Location identification entries:

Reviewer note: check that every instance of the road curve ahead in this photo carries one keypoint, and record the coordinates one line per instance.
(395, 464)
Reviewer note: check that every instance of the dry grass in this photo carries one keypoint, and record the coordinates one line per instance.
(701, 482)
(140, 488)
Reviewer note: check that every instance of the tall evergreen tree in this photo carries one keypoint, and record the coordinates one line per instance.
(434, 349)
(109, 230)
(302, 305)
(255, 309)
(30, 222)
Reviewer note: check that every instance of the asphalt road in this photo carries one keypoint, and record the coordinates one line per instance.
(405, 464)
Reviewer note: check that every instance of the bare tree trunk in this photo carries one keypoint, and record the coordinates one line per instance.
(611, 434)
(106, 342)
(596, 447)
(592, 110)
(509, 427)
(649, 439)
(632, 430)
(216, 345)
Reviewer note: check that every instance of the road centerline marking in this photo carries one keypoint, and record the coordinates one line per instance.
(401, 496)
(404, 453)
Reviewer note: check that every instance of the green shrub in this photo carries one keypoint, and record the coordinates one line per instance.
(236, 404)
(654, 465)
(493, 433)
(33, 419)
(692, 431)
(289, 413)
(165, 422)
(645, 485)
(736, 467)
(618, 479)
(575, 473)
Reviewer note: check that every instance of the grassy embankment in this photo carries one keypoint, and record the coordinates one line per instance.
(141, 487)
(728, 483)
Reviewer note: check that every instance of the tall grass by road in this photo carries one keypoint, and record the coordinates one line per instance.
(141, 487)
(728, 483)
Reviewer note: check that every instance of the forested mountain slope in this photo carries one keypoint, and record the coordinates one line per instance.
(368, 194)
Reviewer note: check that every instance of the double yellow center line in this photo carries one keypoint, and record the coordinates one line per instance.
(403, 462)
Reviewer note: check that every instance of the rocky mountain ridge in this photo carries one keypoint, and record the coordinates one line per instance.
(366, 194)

Written request —
Please recast the entries from the line containing "Reviewer note: check that every instance of the tall grass" through the final line of the entries, both included, as a numbered list with blank lines omitted.

Exercise output —
1. Reviewer note: check that every instance of the tall grass by road in this photo carries one keypoint, and record the coordinates one line per instance.
2. (141, 487)
3. (728, 483)
4. Reviewer note: check that every instance of the forested mountain slope in this photo carries one keypoint, and record the coordinates one line per instance.
5. (368, 194)
6. Reviewer note: check that every instance of the double yellow center line in this photo carries one keypoint, and record the coordinates one line per instance.
7. (403, 462)
8. Reviewer note: check that every instance of the rocky mountain ridge in this photo carries one keypoint, and record the coordinates one line per instance.
9. (366, 194)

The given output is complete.